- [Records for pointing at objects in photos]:
───

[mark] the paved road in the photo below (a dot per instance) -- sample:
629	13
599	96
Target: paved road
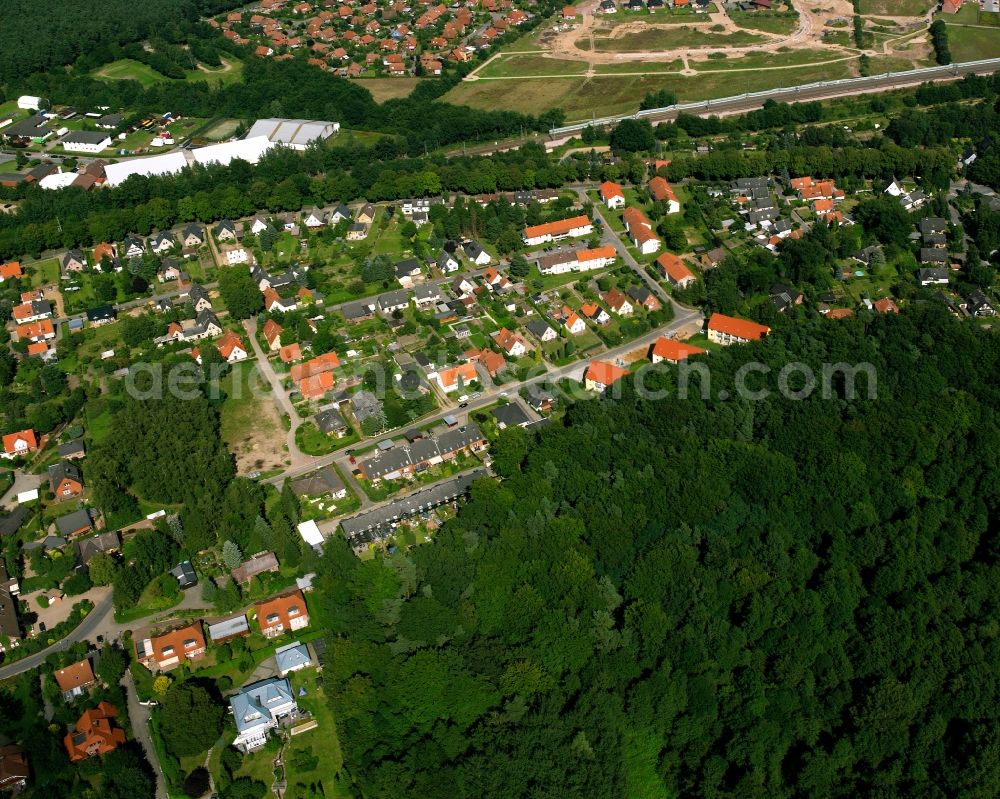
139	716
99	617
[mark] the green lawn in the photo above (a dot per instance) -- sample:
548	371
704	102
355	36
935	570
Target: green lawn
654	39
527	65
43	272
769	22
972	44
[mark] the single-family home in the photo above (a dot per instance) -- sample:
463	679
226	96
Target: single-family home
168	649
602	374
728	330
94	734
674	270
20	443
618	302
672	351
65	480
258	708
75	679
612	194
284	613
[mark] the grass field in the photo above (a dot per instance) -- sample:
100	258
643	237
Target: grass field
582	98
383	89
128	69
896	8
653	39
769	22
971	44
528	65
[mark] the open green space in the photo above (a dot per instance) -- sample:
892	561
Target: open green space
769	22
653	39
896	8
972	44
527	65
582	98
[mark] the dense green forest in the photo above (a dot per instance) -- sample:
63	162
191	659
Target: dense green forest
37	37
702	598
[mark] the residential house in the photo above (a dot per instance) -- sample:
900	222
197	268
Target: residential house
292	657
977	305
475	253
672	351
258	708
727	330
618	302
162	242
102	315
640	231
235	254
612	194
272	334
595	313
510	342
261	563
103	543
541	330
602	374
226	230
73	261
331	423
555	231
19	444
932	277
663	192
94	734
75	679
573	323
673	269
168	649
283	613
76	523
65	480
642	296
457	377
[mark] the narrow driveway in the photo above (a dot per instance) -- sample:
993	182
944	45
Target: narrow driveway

───

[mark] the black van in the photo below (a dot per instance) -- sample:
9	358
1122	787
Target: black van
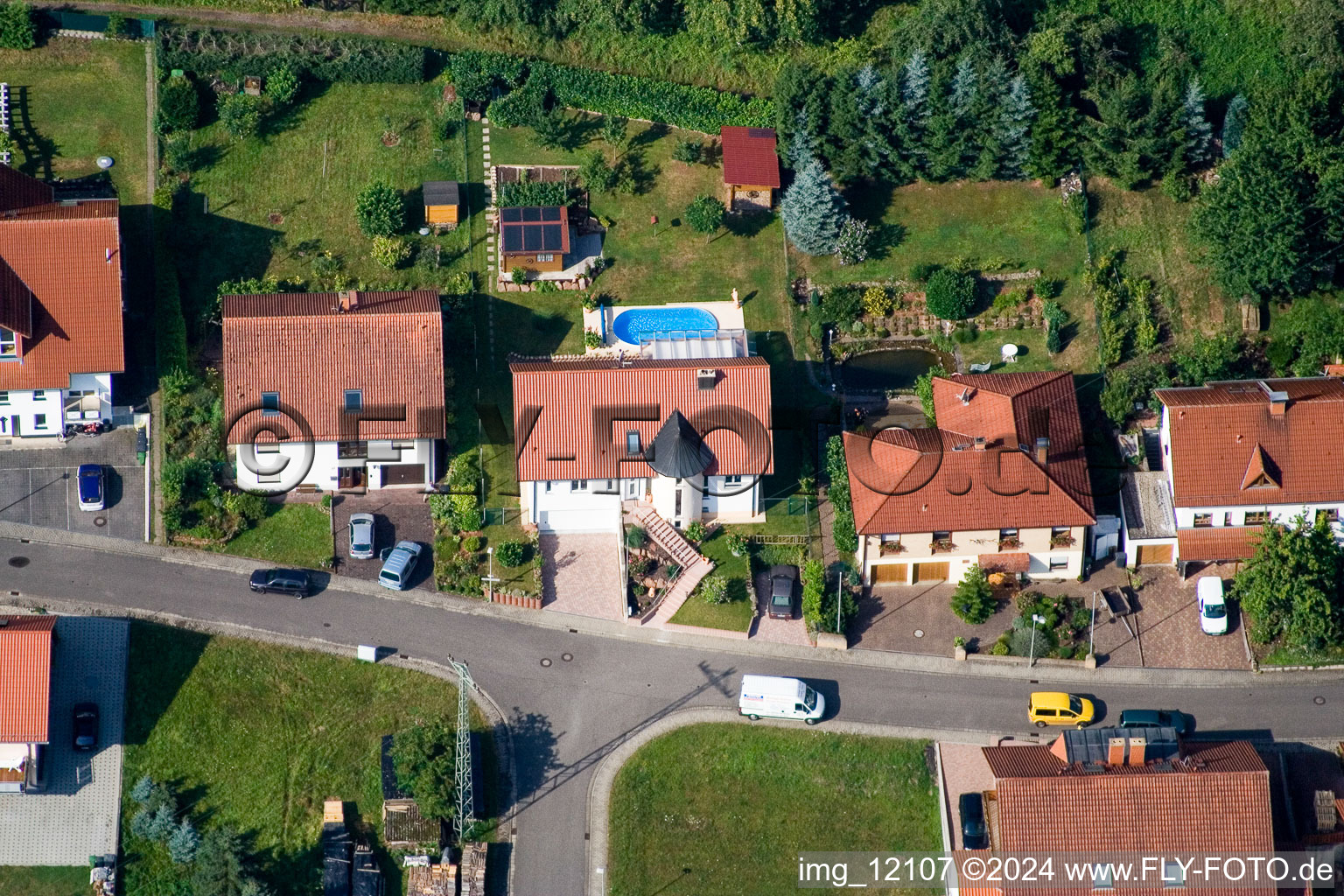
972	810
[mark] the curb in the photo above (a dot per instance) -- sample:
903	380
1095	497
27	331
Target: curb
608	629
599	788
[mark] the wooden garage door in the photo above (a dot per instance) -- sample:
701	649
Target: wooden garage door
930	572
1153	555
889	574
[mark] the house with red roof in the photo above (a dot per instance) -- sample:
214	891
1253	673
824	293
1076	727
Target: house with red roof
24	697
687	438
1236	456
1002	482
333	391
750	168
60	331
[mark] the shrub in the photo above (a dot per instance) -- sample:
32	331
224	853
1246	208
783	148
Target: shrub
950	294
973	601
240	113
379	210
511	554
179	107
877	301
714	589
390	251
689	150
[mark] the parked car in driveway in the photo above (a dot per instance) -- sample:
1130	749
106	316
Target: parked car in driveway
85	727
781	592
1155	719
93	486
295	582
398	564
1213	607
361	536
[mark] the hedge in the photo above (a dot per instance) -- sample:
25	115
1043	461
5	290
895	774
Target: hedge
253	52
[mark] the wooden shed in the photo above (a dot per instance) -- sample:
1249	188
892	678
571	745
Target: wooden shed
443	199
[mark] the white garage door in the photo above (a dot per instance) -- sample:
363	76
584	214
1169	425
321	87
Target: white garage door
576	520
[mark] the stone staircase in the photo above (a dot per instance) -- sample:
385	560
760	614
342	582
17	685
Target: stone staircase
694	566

───

- [Your objective]: Please render the material running between the lines holding "[mark] the narrow" and "Target: narrow driveway", inclusive, as a numbered list, omitting any blank lines.

- [Answer to the exercise]:
1. [mark] the narrow driveway in the photo above (a dot per instance) -- sample:
2. 993	182
3. 944	45
4. Target: narrow driveway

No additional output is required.